> _ACTION ITEM_
Transcribe each entry so that nothing differs from the original.

#### LISTED ENTRIES

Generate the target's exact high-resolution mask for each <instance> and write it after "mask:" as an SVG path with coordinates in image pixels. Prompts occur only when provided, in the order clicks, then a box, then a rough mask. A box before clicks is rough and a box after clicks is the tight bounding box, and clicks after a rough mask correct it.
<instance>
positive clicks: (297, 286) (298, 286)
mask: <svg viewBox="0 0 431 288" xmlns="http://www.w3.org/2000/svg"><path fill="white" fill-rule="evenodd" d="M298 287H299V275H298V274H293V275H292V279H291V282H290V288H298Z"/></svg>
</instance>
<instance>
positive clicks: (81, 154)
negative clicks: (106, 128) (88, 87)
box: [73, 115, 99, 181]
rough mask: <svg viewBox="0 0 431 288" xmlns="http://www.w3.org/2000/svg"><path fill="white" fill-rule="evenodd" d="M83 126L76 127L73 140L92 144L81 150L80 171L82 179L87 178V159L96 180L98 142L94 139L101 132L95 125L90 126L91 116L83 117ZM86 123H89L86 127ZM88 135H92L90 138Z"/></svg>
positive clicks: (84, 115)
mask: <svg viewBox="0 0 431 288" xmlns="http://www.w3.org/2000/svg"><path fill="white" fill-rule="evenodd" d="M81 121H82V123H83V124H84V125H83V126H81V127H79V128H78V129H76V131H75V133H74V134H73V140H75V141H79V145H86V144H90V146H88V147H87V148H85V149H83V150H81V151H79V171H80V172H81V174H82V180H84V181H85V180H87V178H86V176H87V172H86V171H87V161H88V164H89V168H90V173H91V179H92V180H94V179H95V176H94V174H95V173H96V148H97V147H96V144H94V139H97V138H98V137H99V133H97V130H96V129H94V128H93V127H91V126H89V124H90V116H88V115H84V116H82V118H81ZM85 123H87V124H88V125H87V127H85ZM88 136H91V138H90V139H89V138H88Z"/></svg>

########

> _REPLY_
Generate the target's exact high-resolution mask for each <instance> and write it after "mask:" as an SVG path with coordinates in image pixels. Prompts occur only when provided, in the order clicks, then a box, then a rough mask. A box before clicks is rough and a box after clicks is the tight bounding box, and clicks after a rough mask correct it.
<instance>
positive clicks: (297, 286) (298, 286)
mask: <svg viewBox="0 0 431 288" xmlns="http://www.w3.org/2000/svg"><path fill="white" fill-rule="evenodd" d="M298 287H299V275H298V274H293V275H292V279H291V282H290V288H298Z"/></svg>
</instance>
<instance>
positive clicks: (81, 154)
negative clicks: (106, 128) (88, 87)
box: [73, 115, 99, 181]
rough mask: <svg viewBox="0 0 431 288" xmlns="http://www.w3.org/2000/svg"><path fill="white" fill-rule="evenodd" d="M83 126L76 127L73 140L92 144L81 150L80 171L82 179L87 178V159L96 180L98 142L94 139L101 132L95 125L90 126L91 116L83 117ZM86 123H89L86 127ZM88 135H92L90 138Z"/></svg>
positive clicks: (84, 115)
mask: <svg viewBox="0 0 431 288" xmlns="http://www.w3.org/2000/svg"><path fill="white" fill-rule="evenodd" d="M81 121H82V123H83V124H84V125H83V126H81V127H79V128H78V129H76V131H75V133H74V134H73V140H75V141H79V145H86V144H90V146H88V147H87V148H85V149H83V150H81V151H79V171H80V172H81V174H82V180H84V181H85V180H87V178H86V176H87V172H86V171H87V161H88V164H89V168H90V173H91V179H92V180H94V179H95V176H94V174H95V173H96V148H97V147H96V144H94V139H97V138H98V137H99V133H97V130H96V129H94V128H93V127H91V126H89V124H90V116H88V115H84V116H82V118H81ZM85 123H87V124H88V125H87V127H85ZM88 136H91V138H90V139H89V138H88Z"/></svg>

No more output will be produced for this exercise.